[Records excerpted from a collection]
--------------------------------------------------

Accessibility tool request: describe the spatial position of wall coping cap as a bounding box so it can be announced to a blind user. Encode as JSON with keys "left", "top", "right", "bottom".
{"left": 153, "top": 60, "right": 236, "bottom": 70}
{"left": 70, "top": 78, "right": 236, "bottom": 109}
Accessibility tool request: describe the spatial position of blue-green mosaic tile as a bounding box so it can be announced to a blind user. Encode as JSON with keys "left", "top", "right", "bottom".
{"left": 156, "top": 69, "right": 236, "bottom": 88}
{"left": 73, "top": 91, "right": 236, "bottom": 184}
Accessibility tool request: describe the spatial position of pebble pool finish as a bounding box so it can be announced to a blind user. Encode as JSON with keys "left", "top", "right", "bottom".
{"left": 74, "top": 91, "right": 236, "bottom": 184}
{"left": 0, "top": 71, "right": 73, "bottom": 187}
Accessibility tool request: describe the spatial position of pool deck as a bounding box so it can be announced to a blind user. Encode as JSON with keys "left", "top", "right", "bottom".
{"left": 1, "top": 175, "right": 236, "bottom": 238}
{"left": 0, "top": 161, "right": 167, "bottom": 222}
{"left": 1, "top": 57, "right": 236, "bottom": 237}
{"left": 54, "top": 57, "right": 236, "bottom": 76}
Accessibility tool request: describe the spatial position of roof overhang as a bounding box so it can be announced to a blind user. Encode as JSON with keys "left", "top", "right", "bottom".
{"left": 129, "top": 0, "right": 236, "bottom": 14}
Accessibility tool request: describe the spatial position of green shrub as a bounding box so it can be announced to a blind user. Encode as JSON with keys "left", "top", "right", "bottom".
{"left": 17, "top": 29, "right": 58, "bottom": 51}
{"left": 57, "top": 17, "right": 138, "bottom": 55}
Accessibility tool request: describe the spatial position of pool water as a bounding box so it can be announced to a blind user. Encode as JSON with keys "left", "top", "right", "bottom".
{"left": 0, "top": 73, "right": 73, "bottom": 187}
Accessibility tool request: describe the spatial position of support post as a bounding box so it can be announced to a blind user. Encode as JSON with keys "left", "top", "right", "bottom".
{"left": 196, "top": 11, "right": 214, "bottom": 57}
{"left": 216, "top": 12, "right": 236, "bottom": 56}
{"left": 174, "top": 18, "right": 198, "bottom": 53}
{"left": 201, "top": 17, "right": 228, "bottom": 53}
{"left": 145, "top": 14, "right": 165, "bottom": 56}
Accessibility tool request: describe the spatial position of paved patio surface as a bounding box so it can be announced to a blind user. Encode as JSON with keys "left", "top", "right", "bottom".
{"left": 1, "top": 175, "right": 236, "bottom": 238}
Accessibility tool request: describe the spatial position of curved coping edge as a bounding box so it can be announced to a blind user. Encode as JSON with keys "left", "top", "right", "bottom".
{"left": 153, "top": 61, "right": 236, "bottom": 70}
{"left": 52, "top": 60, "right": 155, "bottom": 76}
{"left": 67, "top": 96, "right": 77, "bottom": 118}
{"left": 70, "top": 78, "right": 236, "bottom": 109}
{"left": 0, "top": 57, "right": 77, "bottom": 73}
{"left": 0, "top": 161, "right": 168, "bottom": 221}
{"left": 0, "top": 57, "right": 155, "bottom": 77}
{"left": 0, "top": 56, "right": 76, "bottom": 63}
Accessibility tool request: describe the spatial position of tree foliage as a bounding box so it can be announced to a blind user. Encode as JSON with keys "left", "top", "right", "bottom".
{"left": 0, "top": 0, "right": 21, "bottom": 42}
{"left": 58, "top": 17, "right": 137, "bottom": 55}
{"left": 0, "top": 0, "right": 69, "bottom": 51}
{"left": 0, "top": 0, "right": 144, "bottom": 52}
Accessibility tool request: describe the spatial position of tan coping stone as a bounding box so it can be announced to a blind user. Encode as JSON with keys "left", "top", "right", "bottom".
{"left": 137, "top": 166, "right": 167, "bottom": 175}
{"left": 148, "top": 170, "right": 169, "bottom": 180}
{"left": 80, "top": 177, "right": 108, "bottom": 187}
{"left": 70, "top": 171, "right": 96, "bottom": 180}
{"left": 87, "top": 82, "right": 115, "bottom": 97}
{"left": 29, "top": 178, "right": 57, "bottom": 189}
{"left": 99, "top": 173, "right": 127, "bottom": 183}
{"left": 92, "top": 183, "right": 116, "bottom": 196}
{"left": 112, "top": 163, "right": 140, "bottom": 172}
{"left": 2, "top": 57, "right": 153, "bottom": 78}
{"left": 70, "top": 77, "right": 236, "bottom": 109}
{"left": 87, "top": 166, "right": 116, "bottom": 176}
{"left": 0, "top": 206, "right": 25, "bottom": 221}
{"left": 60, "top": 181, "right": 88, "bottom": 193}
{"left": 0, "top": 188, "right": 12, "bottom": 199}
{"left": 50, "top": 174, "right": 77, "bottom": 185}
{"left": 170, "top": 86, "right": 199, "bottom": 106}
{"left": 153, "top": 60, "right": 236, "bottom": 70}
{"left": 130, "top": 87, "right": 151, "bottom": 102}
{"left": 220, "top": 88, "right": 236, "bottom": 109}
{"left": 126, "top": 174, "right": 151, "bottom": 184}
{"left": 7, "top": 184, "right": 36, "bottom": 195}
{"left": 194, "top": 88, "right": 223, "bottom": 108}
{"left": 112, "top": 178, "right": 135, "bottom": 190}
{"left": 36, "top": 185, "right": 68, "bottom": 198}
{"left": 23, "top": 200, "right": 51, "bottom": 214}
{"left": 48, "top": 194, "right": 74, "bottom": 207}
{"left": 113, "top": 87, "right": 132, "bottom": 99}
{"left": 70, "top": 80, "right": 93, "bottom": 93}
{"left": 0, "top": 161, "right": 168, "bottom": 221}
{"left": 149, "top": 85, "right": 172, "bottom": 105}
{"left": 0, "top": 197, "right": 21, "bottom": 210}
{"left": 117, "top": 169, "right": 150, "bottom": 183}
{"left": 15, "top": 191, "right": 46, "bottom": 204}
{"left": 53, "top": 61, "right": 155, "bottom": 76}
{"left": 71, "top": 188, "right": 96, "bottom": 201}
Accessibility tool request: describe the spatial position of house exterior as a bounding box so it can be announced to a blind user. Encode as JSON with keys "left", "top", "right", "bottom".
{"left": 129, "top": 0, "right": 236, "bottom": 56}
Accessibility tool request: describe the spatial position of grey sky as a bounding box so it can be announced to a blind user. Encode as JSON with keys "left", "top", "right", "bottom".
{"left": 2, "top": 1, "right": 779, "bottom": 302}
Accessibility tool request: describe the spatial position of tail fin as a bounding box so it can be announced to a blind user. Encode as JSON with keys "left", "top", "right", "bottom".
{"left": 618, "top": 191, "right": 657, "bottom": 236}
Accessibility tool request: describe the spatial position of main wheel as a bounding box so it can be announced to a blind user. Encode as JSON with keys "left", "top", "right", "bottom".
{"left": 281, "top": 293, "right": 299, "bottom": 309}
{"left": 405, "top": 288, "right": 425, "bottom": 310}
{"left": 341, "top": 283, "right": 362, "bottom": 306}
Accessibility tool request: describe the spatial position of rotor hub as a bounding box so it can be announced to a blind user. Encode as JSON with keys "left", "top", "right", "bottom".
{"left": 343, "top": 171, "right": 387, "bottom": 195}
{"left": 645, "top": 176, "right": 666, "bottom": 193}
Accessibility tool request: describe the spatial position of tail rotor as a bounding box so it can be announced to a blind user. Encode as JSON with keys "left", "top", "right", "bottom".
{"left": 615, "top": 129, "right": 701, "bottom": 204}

--------------------------------------------------

Please return every entry exactly as it appears.

■ **Output of the exercise**
Accessibility tool request: describe the spatial position of wall coping cap as a bounding box so it can be announced to a blind user. Encode as JSON with keys "left", "top", "right", "bottom".
{"left": 153, "top": 60, "right": 236, "bottom": 70}
{"left": 70, "top": 78, "right": 236, "bottom": 109}
Accessibility tool request: describe the spatial position of blue-green mosaic tile as a bounding box so it can be announced to a blind user. Encode as JSON with keys "left", "top", "right", "bottom".
{"left": 156, "top": 69, "right": 236, "bottom": 88}
{"left": 73, "top": 91, "right": 236, "bottom": 184}
Accessibility tool request: describe the spatial position of pebble pool finish as a bounding box so it can be announced to a blind user. Encode as JSON with keys "left", "top", "right", "bottom".
{"left": 74, "top": 91, "right": 236, "bottom": 184}
{"left": 0, "top": 71, "right": 73, "bottom": 187}
Accessibility tool request: describe the spatial position of pool deck as a bounding box so it can be announced to a blind user. Encode as JSON with keys "left", "top", "right", "bottom".
{"left": 1, "top": 175, "right": 236, "bottom": 238}
{"left": 0, "top": 161, "right": 167, "bottom": 222}
{"left": 1, "top": 57, "right": 236, "bottom": 237}
{"left": 54, "top": 57, "right": 236, "bottom": 76}
Accessibility tool request: describe the spatial position of roof overhang as a bounding box so it can be announced to a blind user. Encode as JSON with keys "left", "top", "right", "bottom".
{"left": 129, "top": 0, "right": 236, "bottom": 14}
Accessibility tool request: describe the spatial position of green shrub as a bounding box so it can be announced to a blind user. Encode as JSON with keys "left", "top", "right", "bottom".
{"left": 17, "top": 29, "right": 58, "bottom": 51}
{"left": 57, "top": 17, "right": 138, "bottom": 55}
Accessibility tool request: describe the spatial position of pool water as a bounding box so it can be announced to a blind user. Encode as JSON with keys "left", "top", "right", "bottom".
{"left": 0, "top": 73, "right": 73, "bottom": 187}
Accessibility tool request: describe the spatial position of support post as a bounding box so it can be announced to a blind user. Encode as JSON with keys "left", "top", "right", "bottom".
{"left": 196, "top": 11, "right": 214, "bottom": 57}
{"left": 216, "top": 12, "right": 236, "bottom": 56}
{"left": 174, "top": 18, "right": 198, "bottom": 53}
{"left": 201, "top": 17, "right": 228, "bottom": 53}
{"left": 145, "top": 14, "right": 165, "bottom": 56}
Accessibility tool request: describe the spatial position of paved patio surface as a bounding box so it can be announced to a blind user. Encode as JSON with keys "left", "top", "right", "bottom".
{"left": 1, "top": 175, "right": 236, "bottom": 238}
Accessibility tool request: describe the spatial position of curved coping edge as a bounding box so it can be announced to a blind user. Encode as JSON with keys "left", "top", "right", "bottom".
{"left": 153, "top": 61, "right": 236, "bottom": 70}
{"left": 52, "top": 60, "right": 155, "bottom": 76}
{"left": 67, "top": 96, "right": 77, "bottom": 118}
{"left": 70, "top": 78, "right": 236, "bottom": 109}
{"left": 0, "top": 57, "right": 77, "bottom": 73}
{"left": 0, "top": 161, "right": 168, "bottom": 221}
{"left": 0, "top": 57, "right": 155, "bottom": 77}
{"left": 0, "top": 56, "right": 76, "bottom": 63}
Accessibility tool request: describe the spatial position of tree foliage as a bounding box so it can be announced to a blind user. Encode as JSON with keys "left", "top", "right", "bottom".
{"left": 0, "top": 0, "right": 21, "bottom": 42}
{"left": 58, "top": 17, "right": 137, "bottom": 55}
{"left": 0, "top": 0, "right": 69, "bottom": 51}
{"left": 0, "top": 0, "right": 144, "bottom": 52}
Accessibility tool request: describe the spatial position of tan coping stone as a bounding box so it can be announced to a blind user. Encode as JSON with keys "left", "top", "right", "bottom".
{"left": 137, "top": 166, "right": 167, "bottom": 175}
{"left": 148, "top": 170, "right": 169, "bottom": 180}
{"left": 80, "top": 177, "right": 108, "bottom": 187}
{"left": 70, "top": 171, "right": 96, "bottom": 180}
{"left": 87, "top": 82, "right": 115, "bottom": 97}
{"left": 29, "top": 178, "right": 57, "bottom": 189}
{"left": 99, "top": 173, "right": 127, "bottom": 183}
{"left": 92, "top": 183, "right": 116, "bottom": 196}
{"left": 112, "top": 163, "right": 140, "bottom": 172}
{"left": 2, "top": 57, "right": 153, "bottom": 78}
{"left": 70, "top": 77, "right": 236, "bottom": 109}
{"left": 87, "top": 166, "right": 116, "bottom": 176}
{"left": 0, "top": 206, "right": 25, "bottom": 221}
{"left": 60, "top": 181, "right": 88, "bottom": 193}
{"left": 0, "top": 188, "right": 12, "bottom": 199}
{"left": 50, "top": 174, "right": 77, "bottom": 185}
{"left": 170, "top": 86, "right": 199, "bottom": 106}
{"left": 153, "top": 60, "right": 236, "bottom": 70}
{"left": 130, "top": 87, "right": 151, "bottom": 102}
{"left": 220, "top": 88, "right": 236, "bottom": 109}
{"left": 126, "top": 174, "right": 151, "bottom": 184}
{"left": 7, "top": 184, "right": 36, "bottom": 195}
{"left": 194, "top": 88, "right": 223, "bottom": 108}
{"left": 112, "top": 178, "right": 135, "bottom": 190}
{"left": 36, "top": 185, "right": 68, "bottom": 198}
{"left": 23, "top": 200, "right": 51, "bottom": 214}
{"left": 48, "top": 194, "right": 74, "bottom": 207}
{"left": 113, "top": 87, "right": 132, "bottom": 99}
{"left": 70, "top": 80, "right": 93, "bottom": 93}
{"left": 0, "top": 161, "right": 168, "bottom": 221}
{"left": 149, "top": 85, "right": 172, "bottom": 105}
{"left": 0, "top": 197, "right": 21, "bottom": 210}
{"left": 117, "top": 169, "right": 150, "bottom": 183}
{"left": 15, "top": 191, "right": 46, "bottom": 204}
{"left": 53, "top": 61, "right": 155, "bottom": 76}
{"left": 71, "top": 188, "right": 96, "bottom": 201}
Accessibility tool request: describe the spatial position of house exterior as a bounding box so it can be announced to a blind user. Encode as JSON with keys "left", "top", "right", "bottom".
{"left": 129, "top": 0, "right": 236, "bottom": 56}
Accessibility tool request: describe the spatial position of grey sky as a bounding box so it can be announced to a blind user. Encode as JSON with keys "left", "top", "right", "bottom".
{"left": 2, "top": 1, "right": 779, "bottom": 302}
Accessibility tool request: describe the spatial position of tail fin as a bounding box so it can be announced to a blind user. Encode as JSON with keys "left", "top", "right", "bottom".
{"left": 618, "top": 191, "right": 657, "bottom": 236}
Accessibility tool request: describe the spatial position of main wheel as a bounding box so it can be announced to a blind user. Encode as JSON with keys "left", "top", "right", "bottom".
{"left": 281, "top": 293, "right": 299, "bottom": 309}
{"left": 405, "top": 288, "right": 425, "bottom": 310}
{"left": 341, "top": 283, "right": 362, "bottom": 306}
Accessibility tool request: describe the spatial position of rotor hub as a bounding box so it can be announced to a blind user. Encode as JSON with keys "left", "top", "right", "bottom".
{"left": 343, "top": 171, "right": 387, "bottom": 195}
{"left": 645, "top": 176, "right": 666, "bottom": 193}
Accessibility tool request: describe the spatial position of tail rotor as a bounding box so it can be announced to a blind user. Encode as JSON with keys "left", "top", "right", "bottom".
{"left": 615, "top": 129, "right": 701, "bottom": 204}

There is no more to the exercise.